== TEXT PROVIDED ==
* start *
Shielded – How the Police Became Untouchable, by Joanna Schwartz

Review by Dave Gamrath

 

One-liner:  In Shielded – How the Police Became Untouchable, UCLA law professor Joanna Schwartz explains the multitude of barriers that have prevented needed police reform from happening.

 

Book Review: 

Anger around the 2020 murder of George Floyd seemed to finally generate demands for changes in American policing, but over the past three years, not much really changed.  Stories of police abuse keep coming.  Why is this?  In Shielded – How the Police Became Untouchable, UCLA law professor Joanna Schwartz explains the multitude of barriers that have prevented needed police reform from happening. 

 

Schwartz explains how the US justice system offers three paths towards justice, none of which are easy.  Option one involves criminal prosecution of officers, which is exceedingly rare.  Police are convicted in less than one percent of fatal shootings.  Option two involves police internal affairs departments investigating officer misconduct, but again, allegations are rarely sustained.  Option three is removing the many “shields” that protect police from lawsuits.  Schwartz provides extensive data showing claims about the need for legal protections for police are exaggerated and often simply false.  Schwartz states “I wrote Shielded to set the record straight.”

 

Schwartz provides a history of policing in America, and explains how current policing grew out of slave patrols.  Throughout our history, “racist policing has been a constant.”  People of color “have been disproportionate targets of police violence and abuse.”  The “war on drugs” and “tough on crime” policies discriminated against communities of color.  “There may be bad apples, but they often come from rotten trees,” and American courts have prevented these rotten trees from being uprooted. 

 

Schwartz uses stories of outrageous police abuses of innocent citizens to provide clear examples of just how unjust our legal system remains.  Examples include multiple incidents of people being shot with their hands in the air, no knock entry into private homes, public strip searches without reasonable cause, and police severely beating, tasing and arresting citizens without cause.  Schwartz tells the story of one officer killing three men (all with their hands up when shot) over a five-month period, and for this, getting a promotion.  For these examples and many more, Schwartz details how the legal system shielded police from any punishment, and prevented any meaningful changes in how policing is conducted in America. 

 

The Supreme Court has erected may law enforcement shields, including limiting the scope of citizen constitutional protections, limiting the ability to sue local governments for the conduct of their officers, limiting the power to get court orders requiring departments to change their behavior, and limiting the ability to recover attorney fees.  In combination, these shields basically make the police “untouchable.”  Qualified immunity, created “out of thin air” by the Court, is the best-known shield that protects officers from being sued for monetary damages, even if they have violated the Constitution.  Even if violent police actions went “far beyond the pale” and violated the victims’ constitutional rights, excessive force claims are dismissed because of qualified immunity.
* end *
Entries taken from a collection
* start *
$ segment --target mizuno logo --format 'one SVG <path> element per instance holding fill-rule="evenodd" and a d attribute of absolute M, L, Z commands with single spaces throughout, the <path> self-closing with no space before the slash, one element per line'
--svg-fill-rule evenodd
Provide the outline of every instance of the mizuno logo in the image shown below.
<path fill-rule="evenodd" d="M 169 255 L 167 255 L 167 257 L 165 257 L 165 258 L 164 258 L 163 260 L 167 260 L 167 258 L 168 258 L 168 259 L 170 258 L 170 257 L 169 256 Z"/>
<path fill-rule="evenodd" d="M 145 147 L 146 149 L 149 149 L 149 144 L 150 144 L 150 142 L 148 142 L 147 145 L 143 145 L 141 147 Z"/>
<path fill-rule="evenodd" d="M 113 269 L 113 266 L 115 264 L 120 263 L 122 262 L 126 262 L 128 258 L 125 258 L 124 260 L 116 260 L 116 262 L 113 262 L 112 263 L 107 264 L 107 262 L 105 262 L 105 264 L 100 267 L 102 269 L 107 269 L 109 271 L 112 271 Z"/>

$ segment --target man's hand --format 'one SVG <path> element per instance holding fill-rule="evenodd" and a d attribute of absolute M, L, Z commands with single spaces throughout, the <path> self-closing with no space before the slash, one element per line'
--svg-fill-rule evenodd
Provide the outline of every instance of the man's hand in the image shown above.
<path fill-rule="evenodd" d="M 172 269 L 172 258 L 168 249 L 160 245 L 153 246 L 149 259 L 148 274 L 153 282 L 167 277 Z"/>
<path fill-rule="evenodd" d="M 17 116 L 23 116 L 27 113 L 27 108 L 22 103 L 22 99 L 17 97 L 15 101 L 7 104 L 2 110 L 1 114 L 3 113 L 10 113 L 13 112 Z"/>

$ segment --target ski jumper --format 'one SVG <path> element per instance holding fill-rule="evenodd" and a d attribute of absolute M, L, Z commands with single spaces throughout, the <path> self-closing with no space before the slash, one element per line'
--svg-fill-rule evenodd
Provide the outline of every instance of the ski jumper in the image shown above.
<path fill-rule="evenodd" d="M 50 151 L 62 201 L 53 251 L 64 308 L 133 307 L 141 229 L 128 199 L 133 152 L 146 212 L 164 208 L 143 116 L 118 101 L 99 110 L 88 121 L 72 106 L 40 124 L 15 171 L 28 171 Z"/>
* end *
== LIST OF TASKS ==
(1) Quote the book review word for word, beginning at "Schwartz uses stories" and stopping after "conducted in America.".
(2) Pick up the review of Shielded from the point where it stops and keep writing.

== ANSWERS FOR THIS EXERCISE ==
(1)
Schwartz uses stories of outrageous police abuses of innocent citizens to provide clear examples of just how unjust our legal system remains.  Examples include multiple incidents of people being shot with their hands in the air, no knock entry into private homes, public strip searches without reasonable cause, and police severely beating, tasing and arresting citizens without cause.  Schwartz tells the story of one officer killing three men (all with their hands up when shot) over a five-month period, and for this, getting a promotion.  For these examples and many more, Schwartz details how the legal system shielded police from any punishment, and prevented any meaningful changes in how policing is conducted in America.

(2)
It is an enormous challenge finding a civil rights attorney willing to take a police abuse case.  Even if they win, often lawyers don’t get fully paid.  Typically, lawyers only take these cases out of principle.  “And principles don’t pay the bills.”  This has led to “less than 1 percent of people who believe that their rights have been violated by the police ever filing a lawsuit.”  Schwartz also explains how the discovery process is severely restricted to protect police, and how judges often allowed police to refuse to release important incriminating details, such as body camera footage.   Evidence allowed by judges tends to favor police and disfavor plaintiffs.

 

The Fourth Amendment of the Constitution states “the right of the people to be secure in their persons, houses, papers and effects, against unreasonable searches and seizures, shall not be violated…”  Yet, police can stop and frisk citizens at almost any time, using trivial excuses, such as loitering.  Similar weak laws allow stopping cars for no legitimate reason.  This leeway has allowed millions of Americans to be unjustly stopped each year. 

 

Schwartz writes that judges have tremendous discretion, and their views and decisions can vary widely, often leading to different rulings from the same facts.  Federal juries are constituted in a way “that people inclined to see the world from the perspective of plaintiffs in civil rights cases are excluded from jury pools at several points in the process.”  Careful efforts are put into jury selection to “exclude people of color, poor people, people with criminal records, and people who have had negative experiences with the police – people who might find it easier to see the world from the perspective of plaintiffs.”  As a result, plaintiffs win only 1% of cases filed. 

 

State and local laws and policies protect officers so that they rarely have to personally pay anything, even for repeated egregious violations.  Schwartz writes that “the threat of officers’ personal financial liability is pure myth.”  In an extensive study conducted by Schwartz, she found that in larger cities “officers were made to contribute just 0.02 percent” of the $735 million in judgements against them. 

 

At times, plaintiffs seek to use a lawsuit to force policy changes within a police department, so that similar abuses do not occur in the future.  Unfortunately, changes rarely happen.  Ironically, officers often don’t “know even the most basic information about prior lawsuits brought against them,” and lawsuit findings rarely make it into officers’ personnel files, and play no role in performance evaluations.  For this, the same officers tend to show up again and again in lawsuits.  One NYC officer has been sued “more than forty times.”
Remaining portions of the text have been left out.